═══ PAGE EXTRACT
By The Nation
Prison commander Komkrit Wongsasai said Duangnet Toanimit, an infection control nurse at Somdet Phra Phuttha Loetla Hospital, provided information about the virus outbreak and advice on avoiding infection.
“The drill simulated what would happen if five male inmates, one being Chinese, had a high fever and were coughing and sneezing,” Komkrit said. “Two of them were found to meet the criteria for monitoring the disease, so they were separated in a restricted area for 14 days.
“Meanwhile, two other inmates showed high fever, had difficulty breathing and fell unconscious, so the hospital was called to send ambulances so they could receive urgent treatment.”
Komkrit said the Department of Corrections orders drills for all such risks to prison populations to make sure officials know what to do in any given situation.
He called the virus drill “very satisfactory”.
══════
═══ RAW DATA
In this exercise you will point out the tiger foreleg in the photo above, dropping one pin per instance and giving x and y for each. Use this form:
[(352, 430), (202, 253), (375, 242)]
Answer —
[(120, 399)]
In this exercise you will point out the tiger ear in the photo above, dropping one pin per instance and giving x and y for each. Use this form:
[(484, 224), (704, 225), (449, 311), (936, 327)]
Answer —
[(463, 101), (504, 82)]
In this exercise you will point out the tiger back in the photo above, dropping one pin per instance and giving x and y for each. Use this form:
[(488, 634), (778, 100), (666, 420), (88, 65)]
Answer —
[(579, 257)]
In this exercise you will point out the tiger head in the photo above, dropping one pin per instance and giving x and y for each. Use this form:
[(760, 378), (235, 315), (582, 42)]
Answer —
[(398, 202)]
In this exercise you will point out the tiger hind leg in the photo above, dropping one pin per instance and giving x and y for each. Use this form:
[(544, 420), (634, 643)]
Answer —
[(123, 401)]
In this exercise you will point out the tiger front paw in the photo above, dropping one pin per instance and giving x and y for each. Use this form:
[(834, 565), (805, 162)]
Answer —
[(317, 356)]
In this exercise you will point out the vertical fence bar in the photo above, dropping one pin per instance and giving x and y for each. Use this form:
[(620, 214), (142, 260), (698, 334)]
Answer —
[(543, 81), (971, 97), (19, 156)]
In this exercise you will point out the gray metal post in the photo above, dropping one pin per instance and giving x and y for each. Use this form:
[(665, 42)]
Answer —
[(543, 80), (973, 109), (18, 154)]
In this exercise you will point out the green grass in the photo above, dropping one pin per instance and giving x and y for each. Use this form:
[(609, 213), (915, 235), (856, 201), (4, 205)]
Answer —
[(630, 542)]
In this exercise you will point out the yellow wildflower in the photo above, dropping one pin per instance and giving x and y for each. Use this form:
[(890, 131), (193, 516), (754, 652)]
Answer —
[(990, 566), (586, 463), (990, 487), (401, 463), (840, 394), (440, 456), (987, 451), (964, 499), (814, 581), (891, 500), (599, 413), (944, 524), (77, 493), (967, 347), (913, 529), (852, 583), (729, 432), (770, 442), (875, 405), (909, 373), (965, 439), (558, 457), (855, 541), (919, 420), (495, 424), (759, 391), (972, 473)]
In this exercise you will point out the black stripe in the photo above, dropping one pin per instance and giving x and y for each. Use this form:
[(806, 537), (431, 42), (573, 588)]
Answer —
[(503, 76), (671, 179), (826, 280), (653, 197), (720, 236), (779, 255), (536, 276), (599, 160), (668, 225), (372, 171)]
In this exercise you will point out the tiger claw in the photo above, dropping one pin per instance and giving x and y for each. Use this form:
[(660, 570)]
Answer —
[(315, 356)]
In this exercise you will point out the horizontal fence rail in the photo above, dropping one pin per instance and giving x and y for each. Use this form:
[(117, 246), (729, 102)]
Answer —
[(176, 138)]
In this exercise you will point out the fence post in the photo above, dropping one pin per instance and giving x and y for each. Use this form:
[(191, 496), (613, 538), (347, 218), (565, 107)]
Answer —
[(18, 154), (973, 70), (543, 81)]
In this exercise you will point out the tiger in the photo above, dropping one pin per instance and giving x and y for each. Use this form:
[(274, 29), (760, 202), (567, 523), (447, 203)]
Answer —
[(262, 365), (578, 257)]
══════
◆ **HOW TO COMPLETE THIS TASK**
Please continue the article about the prison virus drill, picking up after its last sentence.

◆ **RESPONSE TO THE TASK**
As another preventive measure, prison officials collect the health and travel histories of visiting relatives and check their temperature on arrival, as well as that of the inmates.
“We also do public relations to build awareness about virus prevention,” Komkrit said.
“Along with keeping suspect inmates separate for 14 days should an incident occur, officers working closely with them would spend 14 days in quarantine at the hospital.”
Both guards and inmates have been provided with protective gear and there are limits on large inmate gatherings and group activities for visitors.